====== EXTRAIT
Oui, bien sûr. Je peux vous raconter les kilomètres que j’ai faits la nuit pour échanger des machines à sous contre de la péloche. Je peux vous parler de cette fois où Fellini qui m’a envoyé une lettre pour me demander ma copie de La Strada (photo ci-dessous) en VO sous-titrée parce que personne d’autre à Paris n’en avait et Langlois à la Cinémathèque lui avait dit « Il faut demander à Christophe, le chanteur ». Je peux vous parler de mes appareils, ma salle de projection : mon premier projecteur cassait mes films, alors comme je comprends la machinerie, l’image, le son, et j’aime la lumière, je me suis procuré le plus fiable qui soit, le Xenon Philips SP20 – et je vais d’ailleurs peut-être en racheter un autre aujourd’hui.
============
====== JEU DE DONNÉES
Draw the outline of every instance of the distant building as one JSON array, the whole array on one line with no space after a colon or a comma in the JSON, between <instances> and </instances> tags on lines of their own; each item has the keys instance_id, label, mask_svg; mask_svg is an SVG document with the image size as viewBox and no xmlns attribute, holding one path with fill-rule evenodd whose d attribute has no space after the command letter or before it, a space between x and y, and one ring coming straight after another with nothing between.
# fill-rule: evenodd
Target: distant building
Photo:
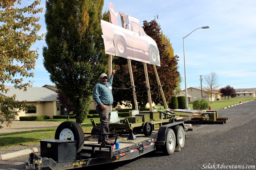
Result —
<instances>
[{"instance_id":1,"label":"distant building","mask_svg":"<svg viewBox=\"0 0 256 170\"><path fill-rule=\"evenodd\" d=\"M20 116L47 115L52 118L54 115L60 115L61 104L58 103L55 90L47 87L28 87L27 90L24 92L15 88L14 86L7 85L5 87L10 89L10 91L6 94L0 92L0 95L9 97L15 94L16 101L26 100L28 104L36 104L36 107L26 112L21 111L19 116L16 116L15 120L19 120ZM2 116L0 116L1 119L4 119Z\"/></svg>"},{"instance_id":2,"label":"distant building","mask_svg":"<svg viewBox=\"0 0 256 170\"><path fill-rule=\"evenodd\" d=\"M182 91L185 93L185 90ZM204 90L201 91L201 89L195 87L189 87L187 89L187 92L188 94L191 96L189 98L188 101L194 101L198 99L201 100L202 99L202 94L203 93L203 99L204 99L206 101L211 101L211 96L210 95L207 94ZM219 92L214 92L213 93L212 97L212 101L218 100L220 100L220 95L221 93Z\"/></svg>"}]
</instances>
============
### CONSIGNES
1. Dans l'extrait consacré à la collection de films de Christophe, quel projecteur s'est-il procuré pour remplacer celui qui abîmait ses films ?
2. Reprenez le récit de Christophe sur sa passion pour les films et les projecteurs, à partir de sa dernière phrase.
Les enregistrements n'interviennent pas dans ce travail.

### CORRIGÉ
1. Le Xenon Philips SP20.

2.
A l’époque, j’avais un écran de 5,5 m, dans une salle de projection chez moi, avec une installation son stéréo, parce que je suis contre le traitement Dolby du son, avec des enceintes partout. Le son qui vient de derrière, c’est n’importe quoi, j’évite. Pour moi le son, ça vient des côtés, de devant, parce que le cinéma ne se passe pas dans la salle au milieu du public, ça se joue devant nous. J’en ai fait des trucs pour le cinéma. J’ai possédé quelque chose comme 500 copies. C’est comme ça, quand on est fétichiste de la pellicule.
La pellicule en soi c’était une drogue équivalente au film ?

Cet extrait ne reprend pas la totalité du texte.